● TEXT TO READ
____

Because every step is affine over GF(251), the whole validator is one affine map:

f(x) = Mx + c (mod 251)

with target vector:

[92, 97, 27, 240, 199, 80, 217, 23]

Evaluating the transform on the zero vector and on the eight basis vectors gives the full 8 x 8 system. Solving it modulo 251 yields:

xlmatrix

This is the terminal password.

4. Reversing s2

s2 consumes the 8 password bytes as four 16-bit words:

[x | l<<8, m | a<<8, t | r<<8, i | x<<8]

Then each row updates the four-word state with the spreadsheet formulas and exports four bytes through columns H:K. Repeating the transition for 65 rounds produces a 260-byte keystream.

5. Reversing s3

s3 copies the keystream bytes into column B and XORs them with the encrypted 26 x 10 matrix in D2:M27:

=BITXOR(INDEX($D$2:$M$27,ROW()-1,COLUMN()-15),INDEX($B$2:$B$261,(ROW()-2)*10+COLUMN()-15))

The result is stored in P2:Y27. Interpreting those 260 bytes as rows of 10 packed bytes gives an 80 x 26 black-and-white image. Rendering that bitmap recovers the message shown in terminal.png:

alfa{here_is_your_snack}

Solution

1. Export the public sheet

Save the Google Sheets document as export.xlsx.

____

● RECORDED DATA

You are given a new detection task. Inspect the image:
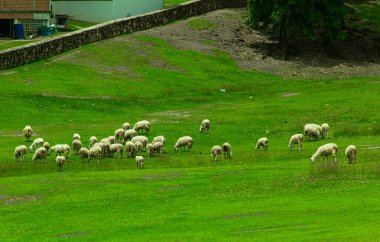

____

● WRITTEN PROBLEM A
Transcribe part of the spreadsheet writeup, beginning at the words "Then each row" and stopping after "a 260-byte keystream.".
● WRITTEN PROBLEM B
Decide whether each statement agrees with the spreadsheet writeup, answering yes or no and quoting the words that settle it: (i) the keystream is 260 bytes long; (ii) s3 stores its result in D2:M27; (iii) the Google Sheets document is saved as export.csv.
The material was drawn from a source unrelated to the spreadsheet writeup.

● WRITTEN RESPONSE A
Then each row updates the four-word state with the spreadsheet formulas and exports four bytes through columns H:K. Repeating the transition for 65 rounds produces a 260-byte keystream.

● WRITTEN RESPONSE B
(i) Yes: "Repeating the transition for 65 rounds produces a 260-byte keystream."
(ii) No: "The result is stored in P2:Y27."
(iii) No: "Save the Google Sheets document as export.xlsx."